# Jazz/Maverick Trade Proposal



## Lusty RaRue (Sep 9, 2003)

I'm a Bull fan.

Jamison, Bradley, Howard, 2004 first round pick

for

Ostertag, Harpring, Clark


Dallas: Walker & Jamison long term doesn't max out the team: it's an expensive redundancy.

The team needs a big physical 5 to seriously compete for the championship. Because there are so few and because the Maverick are capped, they need to trade for one. The Maverick have enough "O" so the 5 needs to be for "D" & rebounding. 

Clark is due back before the playoffs.

Harpring is tough too.

Utah: Gets homeboy Shawon Bradley. A "star" player to build around. A nice young cheap player in Howard. Gets something for injured Clark. A low first round pick.


----------



## mavsman (Jun 11, 2003)

> Originally posted by <b>Lusty RaRue</b>!
> I'm a Bull fan.
> 
> Jamison, Bradley, Howard, 2004 first round pick
> ...


An interesting proposal.

I have to disagree about Walker and Jamison being redundant. 
They play very different positions for us.

I think I would have to get something different than Clark. I don't
like him much. Take Howard and Clark out of the equation and
I would say that I might go for it.

Also our 2004 1st round pick already belongs to the Celtics.

Jamison, Bradley, 2005 first round

for 

Harpring, Ostertag


----------



## TysEdyKirkrthefuture. (Nov 19, 2003)

Utah wouldn't do this because it kills them financially.


----------



## Lusty RaRue (Sep 9, 2003)

mavsman: Your trade works on the trade checker. So does: Jamison, Bradley, Howard for Ostertag, Harpring. 

The draft pick counts as $0 in a trade.

There is a problem with the 2005 pick however. It can't be traded. 

http://members.cox.net/lmcoon/salarycap.htm#70

The 2006 pick could be dealt however.

I agree with you about Clark. I don't like his game and think he's a dope. BUT, he's 6'11" and his contract is only for this year and the Dallas front line isn't overpowering. Given the veteran leadership in Dallas, 1 moron should be manageable.

I just think that Utah can set terms and that may include moving Clark and/or recieving Howard(a steal for the Maverick). The Maverick are right on the cusp and so need to "go for it" and really can't get too cute trying to get equal value. Just my 2 cents worth. Harpring can play the positions Howard would and because he's a vet would probably fare better with the foul calls anyway.

:: Stated task A ::
Return the part of the trade thread starting at "The 2006 pick" and ending at "should be manageable.", copied word for word.

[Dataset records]
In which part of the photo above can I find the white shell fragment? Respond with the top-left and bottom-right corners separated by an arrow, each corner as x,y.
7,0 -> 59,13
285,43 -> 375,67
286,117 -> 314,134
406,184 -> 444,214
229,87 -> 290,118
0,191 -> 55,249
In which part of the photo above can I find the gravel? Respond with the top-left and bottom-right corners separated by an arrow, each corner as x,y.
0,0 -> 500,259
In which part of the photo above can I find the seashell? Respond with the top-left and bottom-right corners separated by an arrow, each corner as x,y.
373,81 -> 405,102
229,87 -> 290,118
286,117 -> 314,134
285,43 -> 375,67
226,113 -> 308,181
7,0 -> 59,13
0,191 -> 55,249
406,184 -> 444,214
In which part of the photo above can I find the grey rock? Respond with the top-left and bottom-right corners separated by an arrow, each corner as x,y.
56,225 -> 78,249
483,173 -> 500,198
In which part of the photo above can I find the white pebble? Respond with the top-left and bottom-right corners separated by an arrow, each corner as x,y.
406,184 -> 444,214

:: Stated task B ::
Locate every line of the entries containing the word "left" and copy each one out. Treat the match as case-sensitive.

:: Expected output A ::
The 2006 pick could be dealt however.

I agree with you about Clark. I don't like his game and think he's a dope. BUT, he's 6'11" and his contract is only for this year and the Dallas front line isn't overpowering. Given the veteran leadership in Dallas, 1 moron should be manageable.

:: Expected output B ::
In which part of the photo above can I find the white shell fragment? Respond with the top-left and bottom-right corners separated by an arrow, each corner as x,y.
In which part of the photo above can I find the gravel? Respond with the top-left and bottom-right corners separated by an arrow, each corner as x,y.
In which part of the photo above can I find the seashell? Respond with the top-left and bottom-right corners separated by an arrow, each corner as x,y.
In which part of the photo above can I find the grey rock? Respond with the top-left and bottom-right corners separated by an arrow, each corner as x,y.
In which part of the photo above can I find the white pebble? Respond with the top-left and bottom-right corners separated by an arrow, each corner as x,y.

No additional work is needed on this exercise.